#### PROMPT
Convert the entire listing below into a numbered list, leaving out any blank lines.

>>>>

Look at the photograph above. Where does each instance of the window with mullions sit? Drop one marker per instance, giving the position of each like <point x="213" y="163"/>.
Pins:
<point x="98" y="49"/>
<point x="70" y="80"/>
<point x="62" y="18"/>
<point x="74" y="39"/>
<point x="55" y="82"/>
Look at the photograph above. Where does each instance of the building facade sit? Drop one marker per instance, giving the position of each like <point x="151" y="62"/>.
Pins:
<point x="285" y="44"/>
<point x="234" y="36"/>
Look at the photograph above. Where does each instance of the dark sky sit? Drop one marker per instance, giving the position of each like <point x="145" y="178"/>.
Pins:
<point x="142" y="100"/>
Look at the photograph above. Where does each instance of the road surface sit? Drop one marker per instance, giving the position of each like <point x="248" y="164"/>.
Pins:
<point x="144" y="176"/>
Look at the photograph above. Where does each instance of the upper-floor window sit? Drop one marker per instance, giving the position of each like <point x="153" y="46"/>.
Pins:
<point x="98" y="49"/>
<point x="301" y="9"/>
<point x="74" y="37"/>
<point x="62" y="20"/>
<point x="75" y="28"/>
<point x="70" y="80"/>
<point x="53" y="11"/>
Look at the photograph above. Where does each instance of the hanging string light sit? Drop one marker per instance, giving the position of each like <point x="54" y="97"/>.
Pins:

<<<<

#### EXERCISE RESULT
1. Look at the photograph above. Where does each instance of the window with mullions sit? Drop one marker per instance, giving the position of each like <point x="213" y="163"/>.
2. Pins:
3. <point x="98" y="49"/>
4. <point x="70" y="80"/>
5. <point x="62" y="18"/>
6. <point x="74" y="39"/>
7. <point x="55" y="82"/>
8. Look at the photograph above. Where does each instance of the building facade sit? Drop one marker per instance, giving the position of each like <point x="151" y="62"/>.
9. Pins:
10. <point x="285" y="44"/>
11. <point x="234" y="36"/>
12. Look at the photograph above. Where does each instance of the dark sky sit? Drop one marker per instance, giving the position of each like <point x="145" y="178"/>.
13. Pins:
14. <point x="142" y="100"/>
15. Look at the photograph above. Where does each instance of the road surface sit? Drop one marker per instance, giving the position of each like <point x="248" y="164"/>.
16. Pins:
17. <point x="144" y="176"/>
18. Look at the photograph above. Where does each instance of the upper-floor window sit? Drop one marker per instance, giving the position of each like <point x="153" y="46"/>.
19. Pins:
20. <point x="98" y="49"/>
21. <point x="301" y="9"/>
22. <point x="74" y="37"/>
23. <point x="62" y="20"/>
24. <point x="75" y="28"/>
25. <point x="70" y="80"/>
26. <point x="53" y="11"/>
27. Look at the photograph above. Where does each instance of the hanging string light sit? Drop one marker per instance, giving the position of each like <point x="54" y="97"/>.
28. Pins:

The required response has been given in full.